Required task: Please rewrite the records below with "ancient stone column" swapped for "carved stone pillar" and everything else left as it is.

Records shown:
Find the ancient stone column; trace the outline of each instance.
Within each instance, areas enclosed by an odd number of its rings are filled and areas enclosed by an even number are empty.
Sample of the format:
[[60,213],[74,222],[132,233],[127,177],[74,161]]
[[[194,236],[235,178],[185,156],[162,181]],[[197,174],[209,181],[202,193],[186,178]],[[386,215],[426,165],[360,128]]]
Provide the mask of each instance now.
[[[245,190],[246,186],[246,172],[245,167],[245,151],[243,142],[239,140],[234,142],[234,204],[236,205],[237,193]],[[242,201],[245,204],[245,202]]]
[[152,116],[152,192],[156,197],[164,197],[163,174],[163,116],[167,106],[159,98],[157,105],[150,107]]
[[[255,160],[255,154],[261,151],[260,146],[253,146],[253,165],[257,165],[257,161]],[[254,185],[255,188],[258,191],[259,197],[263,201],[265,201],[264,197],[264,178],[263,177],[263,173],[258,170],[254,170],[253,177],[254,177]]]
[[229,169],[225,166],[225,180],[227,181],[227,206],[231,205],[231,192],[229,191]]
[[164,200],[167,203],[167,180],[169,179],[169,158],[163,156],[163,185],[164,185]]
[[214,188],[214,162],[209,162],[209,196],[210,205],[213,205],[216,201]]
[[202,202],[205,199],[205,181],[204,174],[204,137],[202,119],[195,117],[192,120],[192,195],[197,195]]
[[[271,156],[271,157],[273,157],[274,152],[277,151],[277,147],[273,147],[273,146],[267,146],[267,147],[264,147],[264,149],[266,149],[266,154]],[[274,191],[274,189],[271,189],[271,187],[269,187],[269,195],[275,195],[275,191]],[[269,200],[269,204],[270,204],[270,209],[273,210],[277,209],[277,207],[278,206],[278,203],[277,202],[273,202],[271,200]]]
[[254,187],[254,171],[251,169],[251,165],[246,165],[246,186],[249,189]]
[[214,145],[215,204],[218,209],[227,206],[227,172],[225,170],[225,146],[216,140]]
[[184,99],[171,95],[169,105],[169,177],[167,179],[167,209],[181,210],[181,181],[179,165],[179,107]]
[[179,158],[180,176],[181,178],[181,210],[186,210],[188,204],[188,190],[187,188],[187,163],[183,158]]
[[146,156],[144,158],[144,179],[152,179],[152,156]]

Task output:
Find the carved stone pillar; trace the outline of each instance.
Within each instance, areas enclosed by an odd number of its rings are filled and areas enclosed by an even number are empty.
Sample of the format:
[[60,213],[74,222],[132,233],[127,177],[74,161]]
[[[194,236],[235,178],[185,156],[162,181]],[[197,174],[209,181],[202,193],[186,178]],[[386,215],[426,165],[360,128]]]
Provide the mask of each instance now.
[[[245,190],[246,186],[246,172],[245,167],[245,151],[243,142],[239,140],[234,142],[234,204],[236,205],[237,193]],[[242,201],[245,204],[245,202]]]
[[152,116],[152,192],[156,197],[164,197],[163,174],[163,116],[167,106],[159,98],[157,105],[150,107]]
[[[255,160],[255,154],[261,151],[260,146],[253,146],[253,165],[257,165],[257,161]],[[254,185],[255,188],[258,191],[259,197],[263,201],[265,201],[264,197],[264,178],[263,177],[263,173],[258,170],[254,170],[253,177],[254,177]]]
[[229,169],[225,166],[225,180],[227,181],[227,206],[231,205],[231,192],[229,191]]
[[164,200],[167,203],[167,180],[169,179],[169,158],[163,156],[163,185],[164,185]]
[[214,188],[214,162],[209,162],[209,196],[210,205],[213,205],[216,201]]
[[202,202],[205,199],[205,181],[204,174],[204,137],[202,119],[195,117],[192,120],[192,195],[197,195]]
[[[271,156],[271,157],[273,157],[274,152],[277,151],[277,147],[273,147],[273,146],[267,146],[267,147],[264,147],[264,149],[266,149],[266,154]],[[274,191],[274,189],[271,189],[271,187],[269,187],[269,195],[275,195],[275,191]],[[269,200],[269,204],[270,204],[270,209],[273,210],[277,209],[277,207],[278,206],[278,203],[277,202],[273,202],[271,200]]]
[[254,187],[254,171],[251,169],[251,165],[246,165],[246,186],[249,189]]
[[214,145],[215,204],[218,209],[227,206],[227,172],[225,170],[225,146],[216,140]]
[[184,99],[171,95],[169,105],[169,177],[167,179],[167,209],[181,210],[181,181],[179,165],[179,107]]
[[179,158],[180,176],[181,178],[181,210],[186,210],[188,204],[188,190],[187,188],[187,163],[183,158]]
[[146,156],[144,158],[144,179],[152,179],[152,156]]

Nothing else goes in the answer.